▶ [CONSEGNA]
In base all'estratto sui due fratelli pastori, rispondi alle domande seguenti.
(a) Da quanti anni i due fratelli praticamente non si parlano?
(b) Quale malattia presenta l'animale di Kiddi?
(c) Che cosa decide di salvare Gummi dalla mattanza?

Al centro della vicenda però ci sono due fratelli, Gummi e Kiddi (interpretati rispettivamente da Sigurður Sigurjónsson e Theodór Júlíusson, due tra i più ammirati interpreti isolani). Come in tanto cinema e letteratura del passato, i due vivono l'uno accanto all'altro e svolgono la stessa professione (sono entrambi pastori, come da tradizione familiare) ma praticamente non si parlano da quarant'anni. Le motivazioni di questa freddezza non ci vengono mai spiegate chiaramente, nonostante qualche accenno a disposizioni testamentarie da parte dei defunti genitori. Man mano che il film procede però si nota che il legame fra i due nonostante la freddezza è profondo. La vicenda possiamo dire che viene messa in moto quando il montone di Kiddi sconfigge quello del fratello-rivale in quella che per la valle dove vivono è un'importante competizione. Gummi, evidentemente poco sportivo, nel controllare se il giudizio della giuria è stato corretto nota che l'animale presenta i sintomi della scrapie, malattia ovina incurabile e molto contagiosa che colpisce cervello e midollo osseo. I veterinari cittadini non si erano accorti della cosa ma, una volta confermati i sospetti, non tardano a prendere provvedimenti drastici e tragici per tutti i pastori della zona: tutte le pecore devono essere abbattute. Kiddi si rifiuta di sottomettersi alle richieste ma contro le autorità c'è poco da fare. Gummi, apparentemente più tranquillo e remissivo, sembra accettare e, sebbene a malincuore, decide di abbattere personalmente il suo amato gregge. Per i pastori, le pecore non sono solo un mezzo di sussistenza, ma anche un elemento cardine della loro vita; una volta rimasti senza molti di loro prendono la decisione non solo di cambiare lavoro ma di abbandonare i luoghi dove le loro famiglie hanno magari vissuto per secoli. Quindi non è una grande sorpresa per lo spettatore quando scopre che Gummi ha comunque deciso di salvare dalla mattanza alcune pecore e l'amatissimo montone per far sì che la specie e secoli di tradizione possano continuare. Non sarà però facile sottrarsi alle severe disposizioni delle autorità mediche, sarà mica il caso di seppellire l'ascia da guerra e chiedere l'aiuto del burbero congiunto che nel frattempo ha scoperto la cosa?

▶ [DATI FORNITI]
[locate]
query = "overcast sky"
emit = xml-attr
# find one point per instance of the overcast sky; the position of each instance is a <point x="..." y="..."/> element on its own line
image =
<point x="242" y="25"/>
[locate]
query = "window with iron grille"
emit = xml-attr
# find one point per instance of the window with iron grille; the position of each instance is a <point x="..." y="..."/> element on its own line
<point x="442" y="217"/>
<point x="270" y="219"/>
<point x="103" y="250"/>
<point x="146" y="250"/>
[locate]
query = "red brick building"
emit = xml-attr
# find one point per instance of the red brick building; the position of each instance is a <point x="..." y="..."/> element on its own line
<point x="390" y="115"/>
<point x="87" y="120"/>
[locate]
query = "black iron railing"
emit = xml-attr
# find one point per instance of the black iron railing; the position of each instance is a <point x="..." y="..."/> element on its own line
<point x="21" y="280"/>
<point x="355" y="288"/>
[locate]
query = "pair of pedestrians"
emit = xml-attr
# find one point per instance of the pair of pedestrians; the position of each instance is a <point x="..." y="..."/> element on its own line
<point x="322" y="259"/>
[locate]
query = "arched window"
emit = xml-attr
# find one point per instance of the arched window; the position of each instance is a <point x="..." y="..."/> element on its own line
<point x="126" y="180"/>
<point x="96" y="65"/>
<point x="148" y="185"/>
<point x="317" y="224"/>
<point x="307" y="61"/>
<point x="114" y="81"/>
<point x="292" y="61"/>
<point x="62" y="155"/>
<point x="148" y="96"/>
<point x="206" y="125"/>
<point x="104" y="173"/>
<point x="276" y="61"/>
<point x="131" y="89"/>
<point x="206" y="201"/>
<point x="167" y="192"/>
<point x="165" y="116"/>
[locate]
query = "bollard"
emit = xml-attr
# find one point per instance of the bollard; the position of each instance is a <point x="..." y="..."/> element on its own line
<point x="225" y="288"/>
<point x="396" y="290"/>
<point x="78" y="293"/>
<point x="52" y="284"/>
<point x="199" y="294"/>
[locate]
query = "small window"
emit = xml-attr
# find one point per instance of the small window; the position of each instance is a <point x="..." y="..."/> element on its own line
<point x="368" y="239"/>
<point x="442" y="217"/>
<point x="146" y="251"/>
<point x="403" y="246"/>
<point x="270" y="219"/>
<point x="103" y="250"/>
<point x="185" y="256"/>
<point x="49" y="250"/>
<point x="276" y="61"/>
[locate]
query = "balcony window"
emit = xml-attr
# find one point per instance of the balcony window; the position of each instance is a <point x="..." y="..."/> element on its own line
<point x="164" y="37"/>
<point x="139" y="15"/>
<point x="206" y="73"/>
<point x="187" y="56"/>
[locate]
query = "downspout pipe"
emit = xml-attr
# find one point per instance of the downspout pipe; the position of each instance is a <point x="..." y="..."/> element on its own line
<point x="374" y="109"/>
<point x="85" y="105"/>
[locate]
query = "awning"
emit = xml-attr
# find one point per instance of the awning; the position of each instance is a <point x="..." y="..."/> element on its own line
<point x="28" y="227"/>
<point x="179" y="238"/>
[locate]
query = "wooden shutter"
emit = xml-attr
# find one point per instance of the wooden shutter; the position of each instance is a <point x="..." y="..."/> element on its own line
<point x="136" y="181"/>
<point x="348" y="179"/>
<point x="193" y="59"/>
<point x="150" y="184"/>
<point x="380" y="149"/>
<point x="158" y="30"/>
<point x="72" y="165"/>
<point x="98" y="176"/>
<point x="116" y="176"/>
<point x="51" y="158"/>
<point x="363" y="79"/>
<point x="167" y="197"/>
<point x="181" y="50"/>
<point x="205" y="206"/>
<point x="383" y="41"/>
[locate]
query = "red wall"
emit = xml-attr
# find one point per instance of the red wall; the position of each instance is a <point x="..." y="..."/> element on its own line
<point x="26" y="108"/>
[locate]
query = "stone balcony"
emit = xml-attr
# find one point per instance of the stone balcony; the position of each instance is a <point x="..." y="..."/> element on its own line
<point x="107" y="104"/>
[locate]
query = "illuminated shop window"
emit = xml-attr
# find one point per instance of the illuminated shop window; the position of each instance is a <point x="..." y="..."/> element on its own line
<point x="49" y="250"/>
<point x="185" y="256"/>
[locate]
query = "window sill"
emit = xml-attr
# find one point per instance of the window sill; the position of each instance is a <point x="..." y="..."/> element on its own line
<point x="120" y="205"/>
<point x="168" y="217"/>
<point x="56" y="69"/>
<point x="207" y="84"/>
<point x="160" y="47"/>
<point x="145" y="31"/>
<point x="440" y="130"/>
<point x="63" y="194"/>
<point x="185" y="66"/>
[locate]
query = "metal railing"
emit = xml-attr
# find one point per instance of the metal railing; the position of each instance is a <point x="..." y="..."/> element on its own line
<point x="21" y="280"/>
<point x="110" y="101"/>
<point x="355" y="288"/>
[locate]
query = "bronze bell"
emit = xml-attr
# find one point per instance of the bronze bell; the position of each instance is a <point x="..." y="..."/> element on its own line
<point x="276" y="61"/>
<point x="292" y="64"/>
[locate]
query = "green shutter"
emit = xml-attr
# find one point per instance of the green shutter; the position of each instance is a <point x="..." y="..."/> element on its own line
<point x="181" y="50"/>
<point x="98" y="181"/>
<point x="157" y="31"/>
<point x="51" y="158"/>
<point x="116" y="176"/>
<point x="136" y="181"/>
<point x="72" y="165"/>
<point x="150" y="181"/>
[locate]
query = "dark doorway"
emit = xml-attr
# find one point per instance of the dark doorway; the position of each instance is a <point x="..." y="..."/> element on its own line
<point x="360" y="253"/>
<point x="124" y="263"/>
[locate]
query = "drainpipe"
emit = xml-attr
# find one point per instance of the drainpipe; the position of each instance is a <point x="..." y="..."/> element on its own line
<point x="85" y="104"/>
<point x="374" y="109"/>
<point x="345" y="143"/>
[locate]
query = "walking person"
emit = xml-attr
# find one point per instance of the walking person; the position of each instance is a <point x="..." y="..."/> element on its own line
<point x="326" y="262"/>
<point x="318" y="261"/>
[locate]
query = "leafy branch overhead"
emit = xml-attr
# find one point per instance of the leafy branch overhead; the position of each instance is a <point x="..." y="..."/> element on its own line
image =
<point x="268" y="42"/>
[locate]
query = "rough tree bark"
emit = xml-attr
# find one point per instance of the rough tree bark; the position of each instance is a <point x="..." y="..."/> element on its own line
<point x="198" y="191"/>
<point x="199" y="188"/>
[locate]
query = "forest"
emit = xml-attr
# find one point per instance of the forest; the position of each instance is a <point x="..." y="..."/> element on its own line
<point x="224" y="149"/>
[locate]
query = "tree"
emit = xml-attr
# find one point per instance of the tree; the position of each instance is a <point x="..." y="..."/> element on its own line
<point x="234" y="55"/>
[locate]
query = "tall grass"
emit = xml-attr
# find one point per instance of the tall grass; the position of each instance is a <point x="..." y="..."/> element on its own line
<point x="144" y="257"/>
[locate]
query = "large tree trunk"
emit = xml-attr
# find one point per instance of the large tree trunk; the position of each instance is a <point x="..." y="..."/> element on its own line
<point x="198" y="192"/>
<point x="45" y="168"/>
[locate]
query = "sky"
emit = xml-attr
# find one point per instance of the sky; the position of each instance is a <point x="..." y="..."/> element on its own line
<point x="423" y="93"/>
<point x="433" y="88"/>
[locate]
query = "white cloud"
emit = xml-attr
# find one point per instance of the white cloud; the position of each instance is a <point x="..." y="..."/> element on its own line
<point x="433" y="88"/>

▶ [SOLUZIONE]
(a) Da quarant'anni.
(b) La scrapie.
(c) Alcune pecore e l'amatissimo montone.